======== RECORDS SUPPLIED ========

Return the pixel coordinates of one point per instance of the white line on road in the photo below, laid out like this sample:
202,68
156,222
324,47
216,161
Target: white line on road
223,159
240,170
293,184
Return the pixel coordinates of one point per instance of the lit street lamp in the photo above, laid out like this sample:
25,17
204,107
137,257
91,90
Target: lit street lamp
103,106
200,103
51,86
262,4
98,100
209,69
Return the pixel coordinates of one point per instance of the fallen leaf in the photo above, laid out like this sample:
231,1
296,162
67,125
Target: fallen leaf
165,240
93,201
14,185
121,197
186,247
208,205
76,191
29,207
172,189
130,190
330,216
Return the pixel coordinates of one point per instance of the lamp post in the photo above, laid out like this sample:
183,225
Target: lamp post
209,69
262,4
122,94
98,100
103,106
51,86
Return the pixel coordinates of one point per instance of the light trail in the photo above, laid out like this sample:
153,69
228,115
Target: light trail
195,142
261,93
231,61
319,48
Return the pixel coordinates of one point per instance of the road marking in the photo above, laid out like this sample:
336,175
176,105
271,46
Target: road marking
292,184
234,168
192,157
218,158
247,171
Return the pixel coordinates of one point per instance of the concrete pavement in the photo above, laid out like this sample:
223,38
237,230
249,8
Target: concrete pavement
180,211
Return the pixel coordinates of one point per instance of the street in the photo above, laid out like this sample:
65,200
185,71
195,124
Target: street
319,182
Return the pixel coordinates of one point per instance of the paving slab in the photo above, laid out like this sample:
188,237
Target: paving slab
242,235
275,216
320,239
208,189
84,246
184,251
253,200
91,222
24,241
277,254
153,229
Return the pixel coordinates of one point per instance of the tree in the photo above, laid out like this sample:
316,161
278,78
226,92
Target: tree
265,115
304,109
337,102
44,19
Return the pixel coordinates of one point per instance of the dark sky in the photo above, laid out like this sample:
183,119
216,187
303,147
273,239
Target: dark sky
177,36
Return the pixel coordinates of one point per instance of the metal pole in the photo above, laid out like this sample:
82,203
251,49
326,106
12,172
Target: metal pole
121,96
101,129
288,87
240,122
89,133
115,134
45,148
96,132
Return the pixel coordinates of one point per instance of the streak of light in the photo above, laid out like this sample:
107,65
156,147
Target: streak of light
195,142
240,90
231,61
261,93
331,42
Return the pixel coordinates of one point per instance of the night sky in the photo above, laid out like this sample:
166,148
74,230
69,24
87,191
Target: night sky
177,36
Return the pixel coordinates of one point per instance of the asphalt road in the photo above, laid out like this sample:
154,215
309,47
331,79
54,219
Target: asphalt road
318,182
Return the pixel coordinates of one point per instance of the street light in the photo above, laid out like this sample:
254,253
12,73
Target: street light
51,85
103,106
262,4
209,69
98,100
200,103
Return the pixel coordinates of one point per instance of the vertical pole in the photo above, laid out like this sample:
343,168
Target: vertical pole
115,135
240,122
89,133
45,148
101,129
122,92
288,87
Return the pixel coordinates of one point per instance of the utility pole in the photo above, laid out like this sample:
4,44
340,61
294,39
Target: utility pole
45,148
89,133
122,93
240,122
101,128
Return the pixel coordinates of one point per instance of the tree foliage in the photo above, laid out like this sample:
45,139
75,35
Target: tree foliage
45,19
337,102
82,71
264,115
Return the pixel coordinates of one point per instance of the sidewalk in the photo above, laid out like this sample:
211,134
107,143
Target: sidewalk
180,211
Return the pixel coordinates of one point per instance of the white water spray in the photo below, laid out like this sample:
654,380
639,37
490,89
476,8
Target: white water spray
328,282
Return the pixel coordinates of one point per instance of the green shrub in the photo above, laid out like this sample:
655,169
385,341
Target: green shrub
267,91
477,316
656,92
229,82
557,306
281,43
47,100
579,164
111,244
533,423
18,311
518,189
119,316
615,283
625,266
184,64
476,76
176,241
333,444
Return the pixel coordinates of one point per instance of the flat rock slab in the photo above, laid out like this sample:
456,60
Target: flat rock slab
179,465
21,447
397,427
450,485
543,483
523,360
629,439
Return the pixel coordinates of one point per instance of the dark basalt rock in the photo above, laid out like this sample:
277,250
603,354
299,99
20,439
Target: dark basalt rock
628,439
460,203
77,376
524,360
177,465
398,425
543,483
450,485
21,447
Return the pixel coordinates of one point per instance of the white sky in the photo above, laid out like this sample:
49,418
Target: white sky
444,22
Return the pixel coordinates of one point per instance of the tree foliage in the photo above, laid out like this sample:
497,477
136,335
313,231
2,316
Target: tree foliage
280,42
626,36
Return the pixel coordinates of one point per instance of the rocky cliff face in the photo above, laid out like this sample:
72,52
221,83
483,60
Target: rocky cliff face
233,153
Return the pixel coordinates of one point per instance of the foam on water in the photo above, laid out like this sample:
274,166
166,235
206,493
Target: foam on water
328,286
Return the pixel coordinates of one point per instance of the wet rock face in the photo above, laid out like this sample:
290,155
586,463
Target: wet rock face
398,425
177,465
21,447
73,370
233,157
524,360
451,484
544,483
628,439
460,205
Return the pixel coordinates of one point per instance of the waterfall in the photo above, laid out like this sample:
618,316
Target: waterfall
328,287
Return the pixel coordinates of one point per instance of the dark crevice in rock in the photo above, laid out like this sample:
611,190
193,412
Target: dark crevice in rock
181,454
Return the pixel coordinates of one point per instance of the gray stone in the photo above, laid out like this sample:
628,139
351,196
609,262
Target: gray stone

========

WHAT IS NEEDED: Find every line in the records that uses the string "below", then copy it.

SOLUTION FOR THIS PROBLEM:
Return the pixel coordinates of one point per instance of the white line on road in the photo below, laid out like this sample:
Return the pixel coordinates of one point per instance of the white water spray in the photo below, laid out like this sample:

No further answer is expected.